Stored data entries
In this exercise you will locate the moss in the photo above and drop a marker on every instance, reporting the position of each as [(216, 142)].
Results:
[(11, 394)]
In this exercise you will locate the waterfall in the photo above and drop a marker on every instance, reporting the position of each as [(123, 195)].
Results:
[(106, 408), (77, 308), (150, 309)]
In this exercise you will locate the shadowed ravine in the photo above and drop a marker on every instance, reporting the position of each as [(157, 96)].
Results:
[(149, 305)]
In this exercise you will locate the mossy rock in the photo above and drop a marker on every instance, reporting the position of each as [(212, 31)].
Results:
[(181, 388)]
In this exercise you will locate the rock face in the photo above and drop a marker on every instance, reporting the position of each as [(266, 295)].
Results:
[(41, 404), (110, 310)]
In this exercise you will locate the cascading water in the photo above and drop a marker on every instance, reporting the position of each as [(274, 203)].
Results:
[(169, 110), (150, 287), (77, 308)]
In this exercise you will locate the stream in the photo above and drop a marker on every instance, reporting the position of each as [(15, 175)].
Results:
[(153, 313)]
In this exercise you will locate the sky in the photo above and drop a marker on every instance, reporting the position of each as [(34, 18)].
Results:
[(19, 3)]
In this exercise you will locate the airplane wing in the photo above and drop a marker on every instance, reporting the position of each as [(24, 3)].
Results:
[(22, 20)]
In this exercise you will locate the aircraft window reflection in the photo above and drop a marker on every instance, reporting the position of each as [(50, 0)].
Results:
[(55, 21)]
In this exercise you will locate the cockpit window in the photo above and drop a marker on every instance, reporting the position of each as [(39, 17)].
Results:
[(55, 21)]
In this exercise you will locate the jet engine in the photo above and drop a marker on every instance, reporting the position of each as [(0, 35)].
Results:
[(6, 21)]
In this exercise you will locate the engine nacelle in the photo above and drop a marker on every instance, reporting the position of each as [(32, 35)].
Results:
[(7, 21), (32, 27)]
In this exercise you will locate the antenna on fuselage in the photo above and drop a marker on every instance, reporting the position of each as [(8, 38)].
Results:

### TASK GOAL
Rewrite the lines from the one containing "In this exercise you will locate the antenna" through the end of the items, inclusive, substituting "tail" for "fuselage" and leaving everything else unchanged.

### TASK ANSWER
In this exercise you will locate the antenna on tail in the photo above and drop a marker on every instance, reporting the position of each as [(8, 38)].
Results:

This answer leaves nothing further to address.